▸ **EXERCISE TASK**
Please copy out each of the items below, swapping "free-text query" for "text prompt" and changing nothing else.

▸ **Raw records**
● ● ● ●

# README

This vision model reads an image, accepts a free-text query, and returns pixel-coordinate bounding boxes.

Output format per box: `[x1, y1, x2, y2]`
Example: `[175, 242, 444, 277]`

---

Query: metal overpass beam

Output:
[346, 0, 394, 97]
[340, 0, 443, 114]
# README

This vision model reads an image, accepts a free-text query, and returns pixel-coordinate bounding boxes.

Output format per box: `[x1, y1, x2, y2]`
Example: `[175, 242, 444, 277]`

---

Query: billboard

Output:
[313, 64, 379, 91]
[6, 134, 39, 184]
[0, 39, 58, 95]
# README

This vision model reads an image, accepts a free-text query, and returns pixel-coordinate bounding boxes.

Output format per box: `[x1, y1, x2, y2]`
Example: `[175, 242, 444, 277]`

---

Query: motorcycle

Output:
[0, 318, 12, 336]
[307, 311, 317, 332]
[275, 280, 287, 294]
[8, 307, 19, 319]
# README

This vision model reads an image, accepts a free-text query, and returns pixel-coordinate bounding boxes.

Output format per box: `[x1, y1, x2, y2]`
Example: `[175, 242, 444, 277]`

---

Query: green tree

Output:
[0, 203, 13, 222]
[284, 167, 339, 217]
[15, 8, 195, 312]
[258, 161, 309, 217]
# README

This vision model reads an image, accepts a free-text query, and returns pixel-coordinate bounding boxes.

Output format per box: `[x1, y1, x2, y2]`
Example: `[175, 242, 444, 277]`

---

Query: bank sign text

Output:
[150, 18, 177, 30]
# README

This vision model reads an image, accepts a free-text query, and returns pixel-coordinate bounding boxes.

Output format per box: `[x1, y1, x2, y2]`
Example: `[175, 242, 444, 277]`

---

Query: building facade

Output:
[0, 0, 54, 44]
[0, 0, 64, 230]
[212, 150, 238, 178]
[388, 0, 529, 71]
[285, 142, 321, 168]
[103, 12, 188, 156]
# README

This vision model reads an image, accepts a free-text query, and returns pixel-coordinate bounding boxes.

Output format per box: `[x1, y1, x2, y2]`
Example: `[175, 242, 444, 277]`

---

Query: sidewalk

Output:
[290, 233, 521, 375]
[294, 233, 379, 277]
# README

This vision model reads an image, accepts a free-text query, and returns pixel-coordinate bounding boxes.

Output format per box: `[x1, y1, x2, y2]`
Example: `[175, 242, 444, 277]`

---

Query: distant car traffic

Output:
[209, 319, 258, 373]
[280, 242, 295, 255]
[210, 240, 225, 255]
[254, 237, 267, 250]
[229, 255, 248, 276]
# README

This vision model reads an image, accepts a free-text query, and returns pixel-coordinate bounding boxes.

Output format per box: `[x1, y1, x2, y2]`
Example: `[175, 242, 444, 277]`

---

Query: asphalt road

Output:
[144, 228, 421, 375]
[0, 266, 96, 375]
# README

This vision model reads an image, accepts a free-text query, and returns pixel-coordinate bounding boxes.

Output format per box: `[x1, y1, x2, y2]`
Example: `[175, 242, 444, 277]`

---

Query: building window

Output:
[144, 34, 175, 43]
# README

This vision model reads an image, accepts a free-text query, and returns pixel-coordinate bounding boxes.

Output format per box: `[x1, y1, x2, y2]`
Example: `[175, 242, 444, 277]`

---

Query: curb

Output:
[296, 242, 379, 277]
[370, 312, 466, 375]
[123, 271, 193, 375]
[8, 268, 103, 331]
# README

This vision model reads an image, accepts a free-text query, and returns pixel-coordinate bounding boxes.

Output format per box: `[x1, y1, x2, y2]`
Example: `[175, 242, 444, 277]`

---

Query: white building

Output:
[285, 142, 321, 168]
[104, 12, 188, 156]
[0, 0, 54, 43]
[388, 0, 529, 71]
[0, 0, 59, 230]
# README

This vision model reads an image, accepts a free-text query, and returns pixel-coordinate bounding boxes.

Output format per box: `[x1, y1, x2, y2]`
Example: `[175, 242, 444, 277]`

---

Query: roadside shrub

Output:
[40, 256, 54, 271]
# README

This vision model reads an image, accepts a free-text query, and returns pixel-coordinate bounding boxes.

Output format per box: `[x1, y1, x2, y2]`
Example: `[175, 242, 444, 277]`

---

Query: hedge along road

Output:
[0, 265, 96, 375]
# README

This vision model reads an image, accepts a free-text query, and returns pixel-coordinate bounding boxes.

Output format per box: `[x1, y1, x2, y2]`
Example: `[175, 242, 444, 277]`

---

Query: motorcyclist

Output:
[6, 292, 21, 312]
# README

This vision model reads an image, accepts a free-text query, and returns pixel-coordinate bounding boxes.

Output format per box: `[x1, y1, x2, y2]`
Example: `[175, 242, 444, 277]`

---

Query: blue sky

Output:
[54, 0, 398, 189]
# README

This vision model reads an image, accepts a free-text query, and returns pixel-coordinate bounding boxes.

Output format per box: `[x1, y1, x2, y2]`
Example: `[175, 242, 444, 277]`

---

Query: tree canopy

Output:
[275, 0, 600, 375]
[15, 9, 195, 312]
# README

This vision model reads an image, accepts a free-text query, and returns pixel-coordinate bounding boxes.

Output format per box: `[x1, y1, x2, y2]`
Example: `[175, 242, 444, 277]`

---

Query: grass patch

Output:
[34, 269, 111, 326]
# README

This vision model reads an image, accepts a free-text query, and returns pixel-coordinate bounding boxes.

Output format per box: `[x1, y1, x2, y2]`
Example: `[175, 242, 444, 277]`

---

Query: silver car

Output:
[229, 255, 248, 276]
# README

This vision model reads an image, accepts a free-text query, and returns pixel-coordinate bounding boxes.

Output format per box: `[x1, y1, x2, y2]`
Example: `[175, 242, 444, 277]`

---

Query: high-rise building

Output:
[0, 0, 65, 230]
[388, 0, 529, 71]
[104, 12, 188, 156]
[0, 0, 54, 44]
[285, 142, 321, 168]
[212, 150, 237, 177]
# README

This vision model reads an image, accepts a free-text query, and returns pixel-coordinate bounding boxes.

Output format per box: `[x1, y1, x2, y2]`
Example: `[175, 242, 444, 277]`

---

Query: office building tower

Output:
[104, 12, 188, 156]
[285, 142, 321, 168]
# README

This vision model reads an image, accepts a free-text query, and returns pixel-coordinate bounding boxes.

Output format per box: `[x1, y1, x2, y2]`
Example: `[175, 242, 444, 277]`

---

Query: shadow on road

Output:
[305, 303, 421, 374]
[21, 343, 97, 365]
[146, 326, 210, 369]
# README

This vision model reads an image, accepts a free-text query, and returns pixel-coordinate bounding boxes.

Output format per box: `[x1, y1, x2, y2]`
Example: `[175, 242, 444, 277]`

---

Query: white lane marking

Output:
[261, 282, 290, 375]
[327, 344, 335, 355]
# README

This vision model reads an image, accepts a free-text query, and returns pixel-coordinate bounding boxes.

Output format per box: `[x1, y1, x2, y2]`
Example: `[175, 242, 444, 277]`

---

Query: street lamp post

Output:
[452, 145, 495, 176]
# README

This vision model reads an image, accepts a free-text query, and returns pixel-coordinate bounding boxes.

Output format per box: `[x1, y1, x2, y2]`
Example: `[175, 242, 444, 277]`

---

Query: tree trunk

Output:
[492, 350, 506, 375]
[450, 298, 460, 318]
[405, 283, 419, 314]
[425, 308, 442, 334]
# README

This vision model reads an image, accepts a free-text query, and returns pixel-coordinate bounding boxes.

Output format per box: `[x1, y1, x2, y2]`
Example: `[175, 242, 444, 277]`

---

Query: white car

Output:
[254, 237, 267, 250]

● ● ● ●

▸ **EXERCISE RESULT**
# README

This vision model reads an image, accepts a text prompt, and returns pixel-coordinate bounding boxes.

Output format per box: `[x1, y1, x2, y2]`
Example: `[175, 242, 444, 277]`

---

Query: metal overpass beam

Output:
[346, 0, 394, 97]
[340, 0, 443, 114]
# README

This vision model reads an image, accepts a text prompt, and returns pixel-coordinate bounding boxes.

Output format per box: `[x1, y1, x2, y2]`
Example: `[175, 242, 444, 277]`

---

Query: billboard

Output:
[313, 64, 379, 91]
[6, 134, 39, 184]
[0, 39, 58, 95]
# README

This vision model reads an image, accepts a text prompt, and returns pixel-coordinate bounding boxes.

Output format per box: `[x1, y1, x2, y2]`
Example: `[175, 242, 444, 277]`

---

Query: motorcycle

Output:
[0, 318, 12, 336]
[307, 311, 317, 332]
[275, 280, 287, 294]
[8, 307, 19, 319]
# README

This vision model reads an image, accepts a text prompt, and returns pixel-coordinate bounding boxes.

Output format per box: `[x1, y1, x2, y2]`
Example: `[175, 242, 444, 277]`

---

Query: green tree

Output:
[0, 203, 13, 222]
[284, 167, 339, 217]
[15, 8, 195, 312]
[258, 161, 309, 217]
# README

This vision model reads an image, accepts a text prompt, and returns pixel-coordinate bounding boxes.

Output format per box: `[x1, y1, x2, y2]`
Example: `[175, 242, 444, 277]`

---

Query: bank sign text

Output:
[150, 18, 177, 30]
# README

This vision model reads an image, accepts a text prompt, and returns pixel-coordinate bounding boxes.

Output format per box: `[x1, y1, x2, y2]`
Example: `[175, 242, 444, 277]`

---

Query: building facade

Output:
[0, 0, 54, 44]
[0, 0, 64, 230]
[212, 150, 238, 178]
[388, 0, 529, 71]
[285, 142, 321, 168]
[103, 12, 188, 156]
# README

This vision model reads an image, accepts a text prompt, and returns pixel-coordinate bounding boxes.

Output format per box: `[x1, y1, x2, y2]`
Example: `[175, 242, 444, 277]`

---

Query: sidewalk

Output:
[290, 233, 521, 375]
[294, 233, 379, 277]
# README

This vision model reads an image, accepts a text prompt, and returns pixel-coordinate bounding boxes.

Output format per box: `[x1, y1, x2, y2]`
Example: `[175, 242, 444, 277]`

---

Query: distant car traffic

Output:
[209, 319, 258, 373]
[280, 242, 295, 255]
[210, 240, 225, 255]
[254, 237, 267, 250]
[229, 255, 248, 276]
# README

This vision model reads an image, accepts a text prompt, and returns pixel-coordinate bounding boxes.

Output format per box: `[x1, y1, x2, y2]`
Example: `[175, 242, 444, 277]`

---

Query: asphalt road

Output:
[144, 228, 421, 375]
[0, 266, 96, 375]
# README

This vision model reads an image, accepts a text prompt, and returns pixel-coordinate bounding boxes.

Output format per box: `[x1, y1, x2, y2]`
Example: `[175, 242, 444, 277]`

---

Query: building window

Output:
[144, 34, 175, 43]
# README

This vision model reads an image, accepts a text prompt, and returns pixel-coordinate bounding boxes.

Output format per box: `[x1, y1, x2, y2]`
Example: `[175, 242, 444, 277]`

---

Query: curb

Output:
[296, 242, 379, 277]
[370, 312, 466, 375]
[123, 271, 193, 375]
[8, 268, 103, 331]
# README

This vision model reads an image, accepts a text prompt, and returns pixel-coordinate bounding boxes.

Output format per box: `[x1, y1, x2, y2]`
Example: `[175, 242, 444, 277]`

---

Query: white building

Output:
[285, 142, 321, 168]
[104, 12, 188, 156]
[0, 0, 54, 43]
[388, 0, 529, 71]
[0, 0, 59, 230]
# README

This vision model reads an image, accepts a text prompt, and returns pixel-coordinate bounding boxes.

Output format per box: `[x1, y1, x2, y2]`
Example: `[175, 242, 444, 277]`

---

Query: roadside shrub

Output:
[40, 256, 54, 271]
# README

This vision model reads an image, accepts a text prompt, and returns pixel-coordinate bounding boxes.

Output format per box: `[x1, y1, x2, y2]`
Example: `[175, 242, 444, 277]`

---

Query: hedge along road

Output:
[0, 265, 96, 375]
# README

This vision model reads an image, accepts a text prompt, and returns pixel-coordinate bounding boxes.

Output format per box: `[x1, y1, x2, y2]`
Example: `[175, 242, 444, 277]`

---

Query: motorcyclist

Output:
[6, 292, 21, 312]
# README

This vision model reads an image, accepts a text prompt, and returns pixel-coordinate bounding boxes.

Output format per box: `[x1, y1, x2, y2]`
Example: `[175, 242, 444, 277]`

---

Query: blue sky

Output:
[54, 0, 398, 189]
# README

This vision model reads an image, accepts a text prompt, and returns pixel-coordinate bounding boxes.

Output format per box: `[x1, y1, x2, y2]`
Example: `[175, 242, 444, 277]`

---

Query: tree canopy

Output:
[275, 0, 600, 375]
[15, 9, 195, 312]
# README

This vision model reads an image, accepts a text prompt, and returns pixel-coordinate bounding boxes.

Output format per box: `[x1, y1, x2, y2]`
Example: `[175, 242, 444, 277]`

---

Query: grass patch

Output:
[34, 269, 111, 326]
# README

This vision model reads an image, accepts a text prompt, and returns pixel-coordinate bounding boxes.

Output format per box: `[x1, y1, x2, y2]`
Example: `[175, 242, 444, 277]`

---

Query: silver car

Output:
[229, 255, 248, 276]
# README

This vision model reads an image, accepts a text prompt, and returns pixel-coordinate bounding boxes.

Output format per box: `[x1, y1, x2, y2]`
Example: `[175, 242, 444, 277]`

---

Query: high-rise building

Output:
[0, 0, 65, 230]
[388, 0, 529, 71]
[104, 12, 188, 156]
[0, 0, 54, 44]
[285, 142, 321, 168]
[212, 150, 237, 177]
# README

This vision model reads an image, accepts a text prompt, and returns pixel-coordinate bounding boxes.

Output format per box: `[x1, y1, x2, y2]`
Example: `[175, 242, 444, 277]`

---

Query: office building tower

Output:
[104, 12, 188, 156]
[285, 142, 321, 168]
# README

This vision model reads an image, accepts a text prompt, and returns pixel-coordinate bounding boxes.

Output format per box: `[x1, y1, x2, y2]`
Example: `[175, 242, 444, 277]`

---

Query: shadow on road

Output:
[305, 303, 421, 374]
[21, 343, 97, 365]
[146, 326, 210, 369]
# README

This vision model reads an image, accepts a text prompt, and returns pixel-coordinate bounding boxes.

Output format per box: `[x1, y1, x2, y2]`
Example: `[175, 242, 444, 277]`

---

Query: white lane marking

Output:
[261, 282, 290, 375]
[327, 344, 335, 355]
# README

This vision model reads an image, accepts a text prompt, and returns pixel-coordinate bounding boxes.

Output format per box: `[x1, y1, x2, y2]`
Example: `[175, 242, 444, 277]`

---

Query: street lamp post

Output:
[452, 145, 495, 176]
# README

This vision model reads an image, accepts a text prompt, and returns pixel-coordinate bounding boxes.

Output format per box: `[x1, y1, x2, y2]`
Example: `[175, 242, 444, 277]`

---

Query: tree trunk

Output:
[492, 350, 506, 375]
[450, 298, 460, 318]
[405, 283, 419, 314]
[425, 308, 442, 334]
# README

This vision model reads an image, accepts a text prompt, and returns pixel-coordinate bounding boxes.

Output format per box: `[x1, y1, x2, y2]`
Example: `[175, 242, 444, 277]`

---

Query: white car

Output:
[254, 237, 267, 250]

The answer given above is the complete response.